-- START OF Working data --
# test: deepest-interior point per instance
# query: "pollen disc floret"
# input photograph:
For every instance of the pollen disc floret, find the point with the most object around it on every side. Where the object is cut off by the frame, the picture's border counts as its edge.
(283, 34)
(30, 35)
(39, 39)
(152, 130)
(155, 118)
-- END OF Working data --
Written instruction: Turn the listing above into a Markdown table with two columns, Row and Line. Number each non-blank line in order and put its text under Line.

Output for this exercise:
| Row | Line |
|---|---|
| 1 | # test: deepest-interior point per instance |
| 2 | # query: "pollen disc floret" |
| 3 | # input photograph: |
| 4 | For every instance of the pollen disc floret, find the point with the most object around it on every side. Where the object is cut off by the frame, the picture's border counts as its edge. |
| 5 | (283, 34) |
| 6 | (30, 35) |
| 7 | (39, 39) |
| 8 | (152, 130) |
| 9 | (155, 118) |